Exercise prompt — Could you reproduce the listing from the line with "Can you find the curly" to the line with "Target: seated person", both ends included and the requests kept, with each answer coordinate scaled by 1.55 and rounded to a whole number, halves going up? The requests and their sample points stay unchanged.

Labeled-object pointing entries:
──────────
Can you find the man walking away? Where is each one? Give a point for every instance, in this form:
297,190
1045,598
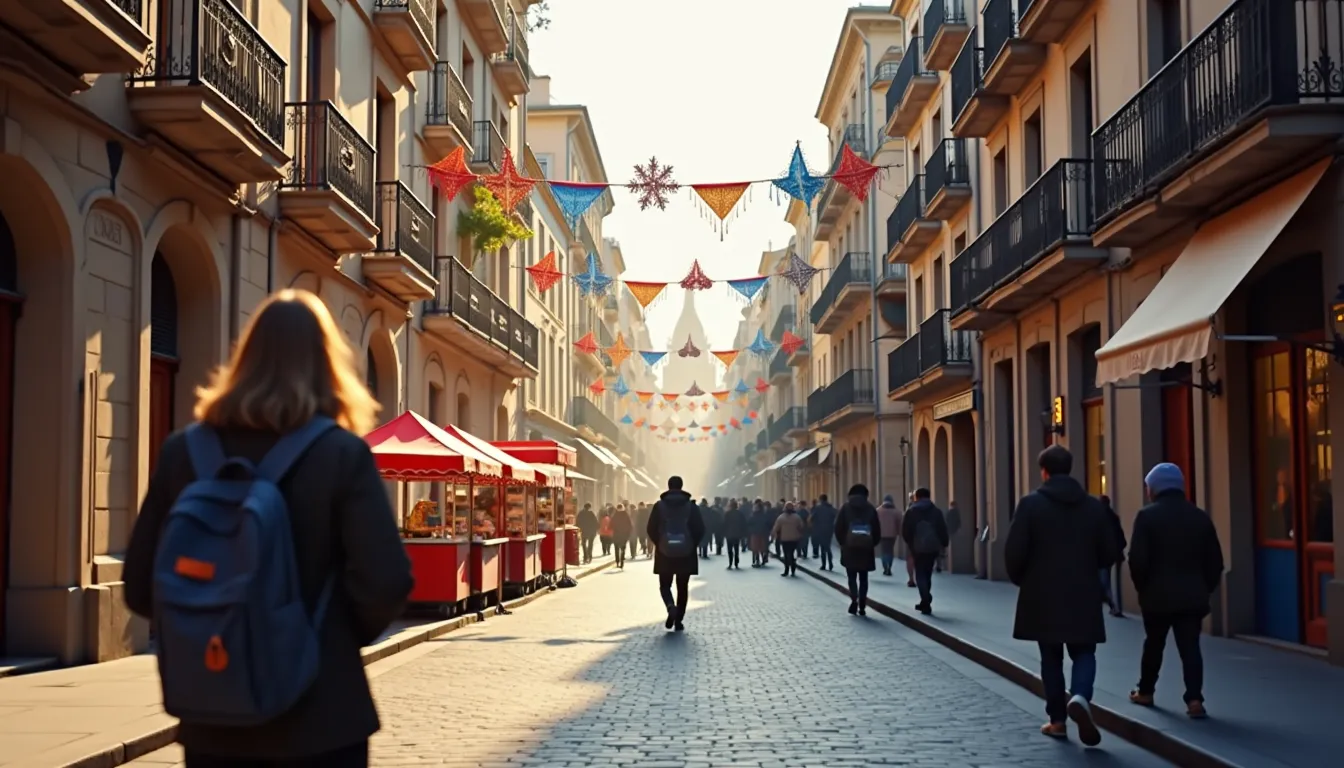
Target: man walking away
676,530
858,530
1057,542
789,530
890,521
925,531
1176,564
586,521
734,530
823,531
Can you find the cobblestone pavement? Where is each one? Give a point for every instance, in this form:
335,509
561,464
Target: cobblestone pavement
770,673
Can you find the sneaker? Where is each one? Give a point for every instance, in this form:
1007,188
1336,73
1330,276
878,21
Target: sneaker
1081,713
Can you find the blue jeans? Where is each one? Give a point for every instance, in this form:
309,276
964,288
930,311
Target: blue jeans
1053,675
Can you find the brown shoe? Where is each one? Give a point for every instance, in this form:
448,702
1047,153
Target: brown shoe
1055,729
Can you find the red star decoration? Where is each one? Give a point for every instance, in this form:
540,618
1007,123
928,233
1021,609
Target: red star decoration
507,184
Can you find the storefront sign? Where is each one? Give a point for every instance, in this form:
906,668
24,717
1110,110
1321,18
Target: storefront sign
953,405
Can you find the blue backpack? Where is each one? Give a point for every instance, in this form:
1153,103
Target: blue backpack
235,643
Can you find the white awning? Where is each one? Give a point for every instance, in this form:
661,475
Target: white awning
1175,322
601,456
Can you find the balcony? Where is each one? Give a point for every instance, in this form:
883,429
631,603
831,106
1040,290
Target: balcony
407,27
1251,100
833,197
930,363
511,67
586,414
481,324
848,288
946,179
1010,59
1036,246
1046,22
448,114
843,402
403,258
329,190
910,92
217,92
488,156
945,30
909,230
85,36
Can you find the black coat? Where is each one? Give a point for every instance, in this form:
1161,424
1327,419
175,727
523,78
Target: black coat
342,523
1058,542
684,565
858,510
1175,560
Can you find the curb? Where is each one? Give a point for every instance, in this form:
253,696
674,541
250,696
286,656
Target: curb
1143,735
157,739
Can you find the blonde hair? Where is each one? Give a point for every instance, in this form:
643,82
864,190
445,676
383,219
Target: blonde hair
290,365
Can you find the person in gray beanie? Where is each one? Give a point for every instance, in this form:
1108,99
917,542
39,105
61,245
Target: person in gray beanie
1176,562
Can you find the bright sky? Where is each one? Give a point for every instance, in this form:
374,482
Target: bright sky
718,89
──────────
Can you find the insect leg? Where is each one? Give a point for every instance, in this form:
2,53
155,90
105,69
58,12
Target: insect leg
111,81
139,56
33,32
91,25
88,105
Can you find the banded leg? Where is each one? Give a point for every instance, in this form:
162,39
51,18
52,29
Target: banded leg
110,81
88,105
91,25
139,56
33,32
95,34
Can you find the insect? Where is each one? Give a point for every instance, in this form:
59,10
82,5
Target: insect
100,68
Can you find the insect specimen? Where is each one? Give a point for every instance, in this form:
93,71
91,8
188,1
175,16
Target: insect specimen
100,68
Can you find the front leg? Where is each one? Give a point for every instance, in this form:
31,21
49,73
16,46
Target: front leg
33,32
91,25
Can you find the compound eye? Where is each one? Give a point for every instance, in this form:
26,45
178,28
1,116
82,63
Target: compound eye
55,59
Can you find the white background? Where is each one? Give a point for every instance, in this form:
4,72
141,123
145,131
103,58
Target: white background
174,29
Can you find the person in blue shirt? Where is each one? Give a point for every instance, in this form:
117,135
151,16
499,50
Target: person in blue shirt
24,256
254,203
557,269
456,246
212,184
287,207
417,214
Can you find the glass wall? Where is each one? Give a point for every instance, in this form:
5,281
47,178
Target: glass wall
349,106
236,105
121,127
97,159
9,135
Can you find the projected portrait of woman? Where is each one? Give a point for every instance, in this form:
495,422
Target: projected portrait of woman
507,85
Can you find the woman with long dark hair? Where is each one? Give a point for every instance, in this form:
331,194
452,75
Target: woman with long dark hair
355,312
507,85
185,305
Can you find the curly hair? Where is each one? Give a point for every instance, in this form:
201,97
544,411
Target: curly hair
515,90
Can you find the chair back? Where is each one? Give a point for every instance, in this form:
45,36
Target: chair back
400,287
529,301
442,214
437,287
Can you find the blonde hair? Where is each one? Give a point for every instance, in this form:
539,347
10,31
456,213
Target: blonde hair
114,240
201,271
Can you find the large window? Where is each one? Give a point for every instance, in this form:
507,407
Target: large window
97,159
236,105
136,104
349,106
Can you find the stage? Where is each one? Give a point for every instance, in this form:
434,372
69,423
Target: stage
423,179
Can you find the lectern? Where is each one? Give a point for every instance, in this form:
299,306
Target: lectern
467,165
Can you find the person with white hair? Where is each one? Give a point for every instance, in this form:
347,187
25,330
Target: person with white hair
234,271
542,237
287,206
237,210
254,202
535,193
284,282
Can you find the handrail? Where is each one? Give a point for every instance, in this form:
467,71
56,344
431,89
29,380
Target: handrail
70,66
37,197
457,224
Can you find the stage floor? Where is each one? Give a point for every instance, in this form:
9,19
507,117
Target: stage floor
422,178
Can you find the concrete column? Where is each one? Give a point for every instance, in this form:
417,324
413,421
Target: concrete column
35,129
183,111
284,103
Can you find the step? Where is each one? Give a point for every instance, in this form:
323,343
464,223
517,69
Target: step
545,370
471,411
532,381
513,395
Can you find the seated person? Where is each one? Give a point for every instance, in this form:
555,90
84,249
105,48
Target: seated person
──────────
Result of the exercise —
Can you find the curly hair? Where is each one? Give a point for every instance, in this form:
201,97
544,411
Target: curly hair
798,140
Can you find the chair back? Where is each one? Give a point for every instance, in this form:
45,36
Target: chair back
620,445
820,467
685,332
677,445
Can you find the blonde hair? Where is each one? Give a point for every instance, in this form:
539,347
10,31
456,213
Target: blonde hair
177,372
312,420
Can you find the large window? Where is each one? Give a point for every instance, in this form:
507,407
Target: large window
150,246
366,163
211,161
541,164
Can you find the stage? Where is each one? Give a point for every instance, in this form:
434,372
69,423
Target: stage
656,277
Can you find the lectern? Where is each one? Give a point for every instance, in this form:
299,306
Target: lectern
724,256
Can you find the person with white hair? Where is each one? Give a point for every instance, in this form:
347,187
25,330
Target: person with white hair
363,420
840,367
445,319
367,326
394,313
829,299
440,437
Can you find the handrail? Where is each one? Give a point for every instance, in this form:
467,71
56,344
431,89
29,380
Target: handrail
109,102
57,305
708,347
Can you find the stage floor? Where is each one? Give a point for every instance, in this form:
9,19
507,117
Target: stage floor
654,276
Can you find the concrete column? Where is each one? Give a point for every instance, in this form:
417,324
413,421
Target: concrete column
54,200
284,172
440,160
Can you find the step? Where is each one? Give a point for every instance, in this form:
323,343
464,223
517,69
Target: step
845,574
730,637
825,591
795,612
Can you find the seated person? Where is each one? Give a point for every instance, in this form:
555,90
84,249
105,48
Target: seated person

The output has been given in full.